## TASKS TO CARRY OUT
a – Retype the passage about the pharmacy poison cabinet between "Poisons include plant" and "were meticulously recorded.", inclusive.
b – Summarize the passage about the pharmacy poison and narcotics cabinet in two sentences.
c – Write what comes next in the passage about the pharmacy poison cabinet, starting after its final sentence.

(DOCUMENT PASSAGE Opens)

This is where they store the stuff you read about in crime novels.
Every pharmacy has a lockable poison and narcotics cabinet like this one. Of course, we have no plans to do our customers in with our poisons, nor do we want to provide material for a thriller. Traditionally, every pharmacy deals with poisons. We see them as powerfully effective medicinal substances.
Go ahead and open the cabinet! We’re actually making an exception here, because normally, only the pharmacist is allowed to do that. The poisons are on the left, while the narcotics are stored on the right, behind the other cupboard door.
Poisons include plant alkaloids, such as atropine; mineral toxins, such as arsenic; and mercury salts, which were used to treat parasitic diseases.
In the past, poisons could only be dispensed in exchange for coupons, which had to be issued by the mayor or another official. All cases were meticulously recorded.
Narcotics include opiates, but also sleeping pills containing barbiturates. These preparations also had to be kept under lock and key. Today, it’s even mandatory to keep them in a narcotics storage safe.

(DOCUMENT PASSAGE Closes)
(SOURCE DATA Opens)

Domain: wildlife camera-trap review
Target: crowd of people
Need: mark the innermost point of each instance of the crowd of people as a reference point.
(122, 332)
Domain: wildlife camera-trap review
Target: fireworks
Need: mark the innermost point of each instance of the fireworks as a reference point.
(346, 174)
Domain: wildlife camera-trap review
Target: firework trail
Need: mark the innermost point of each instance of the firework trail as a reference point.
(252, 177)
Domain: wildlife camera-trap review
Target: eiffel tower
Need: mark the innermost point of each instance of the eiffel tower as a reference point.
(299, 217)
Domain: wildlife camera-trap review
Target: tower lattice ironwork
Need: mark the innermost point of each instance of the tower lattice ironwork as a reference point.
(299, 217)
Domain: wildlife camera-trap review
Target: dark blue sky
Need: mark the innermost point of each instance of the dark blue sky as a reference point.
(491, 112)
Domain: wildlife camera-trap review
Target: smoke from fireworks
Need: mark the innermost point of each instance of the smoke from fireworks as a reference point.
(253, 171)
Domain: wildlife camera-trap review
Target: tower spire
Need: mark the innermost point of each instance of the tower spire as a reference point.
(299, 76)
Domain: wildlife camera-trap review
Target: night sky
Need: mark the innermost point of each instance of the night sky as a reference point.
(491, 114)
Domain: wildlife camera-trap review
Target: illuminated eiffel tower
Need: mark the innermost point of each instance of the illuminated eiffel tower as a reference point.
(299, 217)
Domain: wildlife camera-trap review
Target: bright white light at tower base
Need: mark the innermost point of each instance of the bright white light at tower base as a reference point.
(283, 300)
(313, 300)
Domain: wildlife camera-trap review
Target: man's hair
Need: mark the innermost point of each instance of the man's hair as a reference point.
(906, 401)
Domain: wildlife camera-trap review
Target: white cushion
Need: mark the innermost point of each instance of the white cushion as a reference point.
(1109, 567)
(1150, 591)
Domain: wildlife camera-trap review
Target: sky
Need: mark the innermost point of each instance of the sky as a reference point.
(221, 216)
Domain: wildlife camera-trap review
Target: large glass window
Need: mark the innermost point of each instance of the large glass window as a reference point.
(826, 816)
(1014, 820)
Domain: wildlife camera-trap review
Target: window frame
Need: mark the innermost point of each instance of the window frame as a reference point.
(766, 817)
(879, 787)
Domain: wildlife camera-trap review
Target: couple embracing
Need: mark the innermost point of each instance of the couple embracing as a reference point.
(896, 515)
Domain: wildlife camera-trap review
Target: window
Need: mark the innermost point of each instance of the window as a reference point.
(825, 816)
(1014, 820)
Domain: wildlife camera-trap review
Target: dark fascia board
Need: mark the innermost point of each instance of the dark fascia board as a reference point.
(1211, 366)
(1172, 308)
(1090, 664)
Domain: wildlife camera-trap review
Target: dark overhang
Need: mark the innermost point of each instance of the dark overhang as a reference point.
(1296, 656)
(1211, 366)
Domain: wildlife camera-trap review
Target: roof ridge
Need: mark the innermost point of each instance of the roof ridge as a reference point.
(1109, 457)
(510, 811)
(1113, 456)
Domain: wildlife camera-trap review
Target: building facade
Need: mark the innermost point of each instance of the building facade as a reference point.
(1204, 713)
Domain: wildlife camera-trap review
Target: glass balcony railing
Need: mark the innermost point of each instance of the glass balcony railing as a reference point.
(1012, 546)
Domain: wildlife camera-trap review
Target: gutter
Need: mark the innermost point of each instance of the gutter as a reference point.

(SOURCE DATA Closes)

## ANSWERS TO THE TASKS
a –
Poisons include plant alkaloids, such as atropine; mineral toxins, such as arsenic; and mercury salts, which were used to treat parasitic diseases.
In the past, poisons could only be dispensed in exchange for coupons, which had to be issued by the mayor or another official. All cases were meticulously recorded.

b – Every pharmacy has a lockable cabinet that holds poisons, seen as powerfully effective medicinal substances, on the left and narcotics on the right, and normally only the pharmacist may open it. Poisons such as atropine, arsenic and mercury salts could once be dispensed only for coupons issued by an official, while narcotics such as opiates and barbiturate sleeping pills were kept locked and today must be held in a narcotics storage safe.

c –
Containers used for poisons and narcotics used to have a special shape. Until 1968, morphine salts, for example, had to be kept in triangular storage vessels. But the shape of the containers wasn’t the only feature that made them eye-catching – so did the labelling. Take a look at the upper display case. Black lettering on white indicates a substance with a mild effect. Red lettering on white means a powerfully acting substance. And white on black means: Watch out, poison!
The drawers beneath the poisons and narcotics cabinet contain medicinal teas, or tisanes – known as “Drogen”, “drugs” in the trade. By all means open the drawers. You’ll discover a range and variety rarely found in pharmacies these days.